> **ROWS**:

>> Begin

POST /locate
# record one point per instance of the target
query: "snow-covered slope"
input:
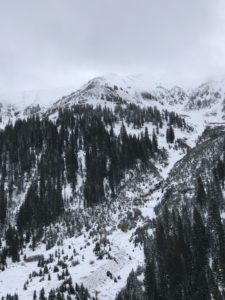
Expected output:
(118, 226)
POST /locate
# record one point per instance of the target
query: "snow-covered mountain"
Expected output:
(170, 135)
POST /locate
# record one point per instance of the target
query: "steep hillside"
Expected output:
(87, 181)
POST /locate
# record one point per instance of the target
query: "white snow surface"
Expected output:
(90, 271)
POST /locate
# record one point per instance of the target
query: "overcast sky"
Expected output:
(54, 43)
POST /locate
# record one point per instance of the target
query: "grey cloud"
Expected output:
(49, 43)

>> End

> **SHORT PROBLEM**: Please put every entry above into a two-column CSV with the headers entry_text and answer, one row per entry, with each field in double quotes and line breaks replaced by spaces. Leave the picture out.

> **TASK OUTPUT**:
entry_text,answer
"POST /locate # record one point per instance of the target query: ""snow-covered slope"" input: Expected output:","(118, 226)"
"POST /locate # record one point per instance of the target query: ""snow-covered mountain"" Expected output:","(170, 135)"
"POST /locate # record one point per instance of the target query: ""steep hillside"" Expected output:","(87, 181)"
"POST /locate # record one point per instance of the target query: ""white snow surface"" Expected output:","(90, 271)"
"POST /locate # record one point per instance of the target query: ""overcast sky"" Expected output:","(54, 43)"
"POST /locate # record one point per instance of the target query: ""grey cloud"" Expected output:","(49, 43)"